Given task: Collect every line of the material below that contains the word "with".

Supplied information:
---

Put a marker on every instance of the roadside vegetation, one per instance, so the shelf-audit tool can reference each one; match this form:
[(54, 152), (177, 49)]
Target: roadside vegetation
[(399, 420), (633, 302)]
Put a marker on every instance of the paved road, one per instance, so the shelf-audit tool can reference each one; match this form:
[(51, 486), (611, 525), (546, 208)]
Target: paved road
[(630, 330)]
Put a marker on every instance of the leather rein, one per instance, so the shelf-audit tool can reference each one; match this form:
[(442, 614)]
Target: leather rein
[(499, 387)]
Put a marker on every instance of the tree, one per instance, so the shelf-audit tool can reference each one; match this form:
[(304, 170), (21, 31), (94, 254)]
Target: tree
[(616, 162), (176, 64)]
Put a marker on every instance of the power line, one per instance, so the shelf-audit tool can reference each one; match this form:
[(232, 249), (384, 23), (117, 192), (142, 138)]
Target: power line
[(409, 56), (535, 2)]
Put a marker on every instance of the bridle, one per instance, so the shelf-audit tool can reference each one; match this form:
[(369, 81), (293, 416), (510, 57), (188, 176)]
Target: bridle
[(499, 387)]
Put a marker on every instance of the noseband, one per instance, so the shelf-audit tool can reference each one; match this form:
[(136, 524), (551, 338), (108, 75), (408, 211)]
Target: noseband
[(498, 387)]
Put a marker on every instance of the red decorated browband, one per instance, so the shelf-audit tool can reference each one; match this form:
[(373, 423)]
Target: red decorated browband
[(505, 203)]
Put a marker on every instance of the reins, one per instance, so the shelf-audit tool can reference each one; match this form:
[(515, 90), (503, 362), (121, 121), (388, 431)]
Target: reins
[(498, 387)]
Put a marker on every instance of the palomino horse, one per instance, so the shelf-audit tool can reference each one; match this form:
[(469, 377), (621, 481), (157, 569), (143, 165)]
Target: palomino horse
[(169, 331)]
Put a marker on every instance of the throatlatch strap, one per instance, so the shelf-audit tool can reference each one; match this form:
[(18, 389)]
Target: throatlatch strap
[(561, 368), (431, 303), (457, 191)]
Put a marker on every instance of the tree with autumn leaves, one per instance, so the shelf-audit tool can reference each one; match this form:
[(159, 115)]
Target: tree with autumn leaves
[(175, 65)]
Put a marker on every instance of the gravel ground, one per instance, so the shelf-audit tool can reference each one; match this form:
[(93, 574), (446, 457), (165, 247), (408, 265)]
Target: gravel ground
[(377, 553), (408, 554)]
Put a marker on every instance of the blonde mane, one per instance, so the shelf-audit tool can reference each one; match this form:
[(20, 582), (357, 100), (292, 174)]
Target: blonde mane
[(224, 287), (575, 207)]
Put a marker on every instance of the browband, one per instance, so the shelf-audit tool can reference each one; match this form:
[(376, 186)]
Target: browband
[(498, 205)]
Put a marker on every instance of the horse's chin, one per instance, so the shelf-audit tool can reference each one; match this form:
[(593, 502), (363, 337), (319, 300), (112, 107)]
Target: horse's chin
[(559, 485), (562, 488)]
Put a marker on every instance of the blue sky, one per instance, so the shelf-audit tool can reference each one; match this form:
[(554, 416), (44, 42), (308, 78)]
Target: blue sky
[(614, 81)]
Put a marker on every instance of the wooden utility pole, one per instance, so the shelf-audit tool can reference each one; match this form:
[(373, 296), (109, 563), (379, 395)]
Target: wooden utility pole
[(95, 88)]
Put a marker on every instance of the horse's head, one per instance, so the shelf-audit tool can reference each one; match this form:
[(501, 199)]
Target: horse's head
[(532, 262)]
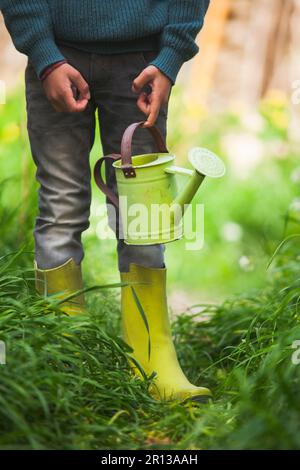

---

Exercise response:
Put a marker on every instance of the tree with autumn leaves, one per instance, so the shelf-audit tool can reference each one; match this form:
Target: tree with autumn leaves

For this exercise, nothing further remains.